Thursday, May 27, 2010

I'm finding my thing~

"Everyone have their own specialities" but i still didn't found mine. I love art. but art is an extremely wide field. Music? Dance? Photo? Paint?~
Now i'm findin' mine...~ Hav u found ur's???~


Friday, April 23, 2010

~ Further Away Rest A Heart ~

*sigh*...~
Finally something was proven. I saw it with my eyes...~ Yeah...she wrote that...he wrote that too...~
Eventhough their relationship status is hidden in there, but i think it is true...~
They have many reason not to display their status...but yeah...eventhough they didn't show it...but everyone around them knows about them..its just me refuse to believe it all these times...~
I still didn't ask her but I think I know the answer already...~

Yeah...~ Juz to satisfy my heart...I will ask her myself...I wanna ask bout everything I've been thinking all these times...~ If I can make these things clear then maybe i wont be bothered by all these illusions of her....~

I've wasted parts of my life...what i've shown them all these days I'm with them are juz my weaknesses...n that is maybe why she didn't even bother about everything I've sent...~ I'm small n weak...at least that is what she see in me...yeah...compared to the sweet guy she likes...~

At least now I know she will be smiling more throughout her life~

Now I say : I fell for u, n then u left ur footprints here, in me,and it is really deep. I wont touch it, coz anytime if u finally can see me, u know who u are for me ~

Feel And Reel About Her ~
Felt A Rejection After Her ~
Fought And Raged About Hopes ~
Fabrications About Reality And Hopes ~
Found A Reality At Home ~
Face A Real Answer Here ~

Tuesday, April 13, 2010

~ The same feeling over & over ~

Feuw....~
now it feels like i'm getting tired with da same things I felt again n again. At night i get da determinations but when it comes to da time to act, its like I'm not myself anymore.
All the determination I have da night b4 vanished juz with a deathly glance.

My mood was always taken away juz for a particular reason that I still can't solve. Now sumtimes I feel like I'm not MEN enough & that must be one of da flaws seen in me. Now...how to solve it?~
I'm waiting for da rite time and place...but waiting will not change anything...should I rush??? then I'll eventually think of da consequences.... ~BLANK~

~ Paths of Life ~

Hey, I found my ol' book n found something written in it~
I can't remember when did I wrote it, but I think its worth posting~

~>

Would've I been walkin' on a calm road
if only me who build the paths,
Would've I been restin' in peace
if only the life is how I wanted it to be,

But
Here I go,
In da world
where everything won't be that easy,
when everything we see...decieve,

But
It doesn't matter,
no hesitate, that's how I live it
no regret, done the things we did

Juz take a glance to our past
Face forward
and thrust your way
till the end of your life~

Monday, April 12, 2010

~ Still about it ~

Searching for da reason,
I'm sure of its existence,
which makes me always wonder,
What have I done,
Where did I fell,
Why did I fell.
Uneasiness...
○ ○ ○ ○
**Given instruction 1**
Write out the rows word for word, from the line containing "Target: boom microphone" through the end of the rows.
The rows that come next have no connection to the blog posts.
○ ○ ○ ○
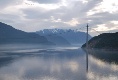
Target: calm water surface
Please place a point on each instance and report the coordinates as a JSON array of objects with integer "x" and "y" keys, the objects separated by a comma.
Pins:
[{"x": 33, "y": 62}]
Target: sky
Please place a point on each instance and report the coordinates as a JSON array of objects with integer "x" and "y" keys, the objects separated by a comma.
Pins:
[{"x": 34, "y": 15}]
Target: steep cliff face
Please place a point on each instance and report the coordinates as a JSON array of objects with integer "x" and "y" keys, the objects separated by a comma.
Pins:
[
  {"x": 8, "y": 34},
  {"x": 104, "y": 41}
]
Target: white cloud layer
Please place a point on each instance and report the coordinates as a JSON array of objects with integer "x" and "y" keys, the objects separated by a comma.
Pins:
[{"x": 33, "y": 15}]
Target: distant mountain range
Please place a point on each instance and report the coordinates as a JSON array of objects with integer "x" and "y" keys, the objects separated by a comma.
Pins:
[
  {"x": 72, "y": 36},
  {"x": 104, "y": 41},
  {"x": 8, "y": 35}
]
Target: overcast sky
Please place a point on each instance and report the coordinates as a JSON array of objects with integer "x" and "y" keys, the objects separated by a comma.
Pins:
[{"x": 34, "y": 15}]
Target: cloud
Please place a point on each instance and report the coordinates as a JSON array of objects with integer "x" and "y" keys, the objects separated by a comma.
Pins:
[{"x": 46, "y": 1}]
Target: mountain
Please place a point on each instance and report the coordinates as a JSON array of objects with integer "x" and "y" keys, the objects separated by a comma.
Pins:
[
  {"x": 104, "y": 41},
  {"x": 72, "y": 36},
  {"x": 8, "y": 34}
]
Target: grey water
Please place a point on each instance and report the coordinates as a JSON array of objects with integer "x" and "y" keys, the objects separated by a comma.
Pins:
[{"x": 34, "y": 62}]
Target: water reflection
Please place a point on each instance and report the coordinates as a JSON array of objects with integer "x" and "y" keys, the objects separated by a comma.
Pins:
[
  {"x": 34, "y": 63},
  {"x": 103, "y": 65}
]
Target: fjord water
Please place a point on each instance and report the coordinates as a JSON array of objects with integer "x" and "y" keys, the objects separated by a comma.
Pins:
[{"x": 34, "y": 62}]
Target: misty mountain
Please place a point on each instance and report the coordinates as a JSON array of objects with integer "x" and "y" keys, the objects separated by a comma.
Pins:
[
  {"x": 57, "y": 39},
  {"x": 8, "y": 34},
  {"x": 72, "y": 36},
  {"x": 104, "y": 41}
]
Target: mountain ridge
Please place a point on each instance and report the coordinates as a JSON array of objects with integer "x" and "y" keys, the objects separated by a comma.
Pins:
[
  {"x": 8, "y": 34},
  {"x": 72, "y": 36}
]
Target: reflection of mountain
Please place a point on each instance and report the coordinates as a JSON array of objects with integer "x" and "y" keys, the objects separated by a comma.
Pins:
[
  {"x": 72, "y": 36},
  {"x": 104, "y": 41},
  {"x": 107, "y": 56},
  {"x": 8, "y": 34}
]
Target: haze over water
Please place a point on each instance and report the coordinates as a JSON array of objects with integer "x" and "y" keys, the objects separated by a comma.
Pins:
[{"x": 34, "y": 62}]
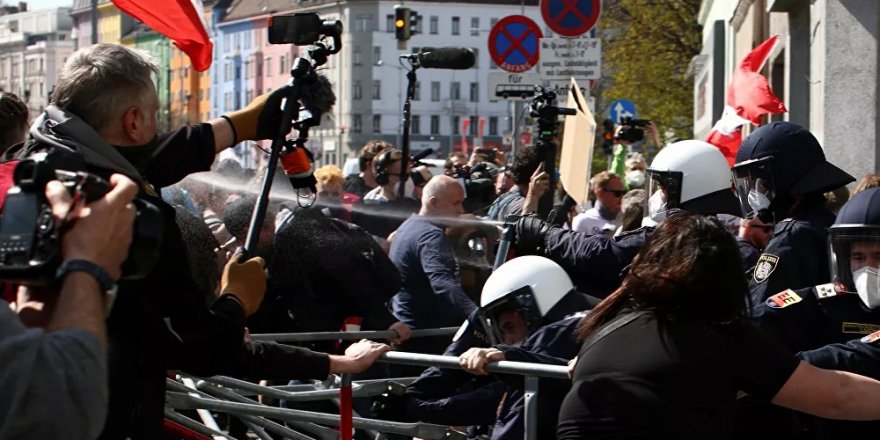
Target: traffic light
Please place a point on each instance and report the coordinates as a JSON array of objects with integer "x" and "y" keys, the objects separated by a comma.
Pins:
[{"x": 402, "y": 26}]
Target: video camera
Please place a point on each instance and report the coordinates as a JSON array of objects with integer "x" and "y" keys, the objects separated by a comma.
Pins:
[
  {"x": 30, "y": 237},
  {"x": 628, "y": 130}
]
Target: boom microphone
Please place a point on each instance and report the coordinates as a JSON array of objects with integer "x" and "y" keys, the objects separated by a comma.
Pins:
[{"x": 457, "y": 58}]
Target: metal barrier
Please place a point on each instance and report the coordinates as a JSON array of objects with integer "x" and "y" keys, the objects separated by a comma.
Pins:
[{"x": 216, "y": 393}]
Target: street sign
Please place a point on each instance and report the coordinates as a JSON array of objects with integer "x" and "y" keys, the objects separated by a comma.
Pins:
○ ○ ○ ○
**Given instruction 2**
Rewrite the part of the blog posts that opens with the words containing "Tuesday, April 13, 2010" and closes with "not myself anymore.", putting "weary" in place of "tired".

**Written response 1**
Target: boom microphone
Please place a point on each instance and report the coordinates as a JSON array of objects with integer "x" and "y" keys, the objects separated by a comma.
Pins:
[{"x": 457, "y": 58}]
Target: metal barrier
Please place a point on each instance and report the coordinates as a JSON array of objects with integer "x" and "y" keys, the objects separated by a comma.
Pins:
[{"x": 216, "y": 393}]
Target: street sign
Please place a point on each instance and report the coordinates as a JSON array of objects with integer "x" and "y" keys, the objects separated by a comma.
Pins:

**Written response 2**
Tuesday, April 13, 2010

~ The same feeling over & over ~

Feuw....~
now it feels like i'm getting weary with da same things I felt again n again. At night i get da determinations but when it comes to da time to act, its like I'm not myself anymore.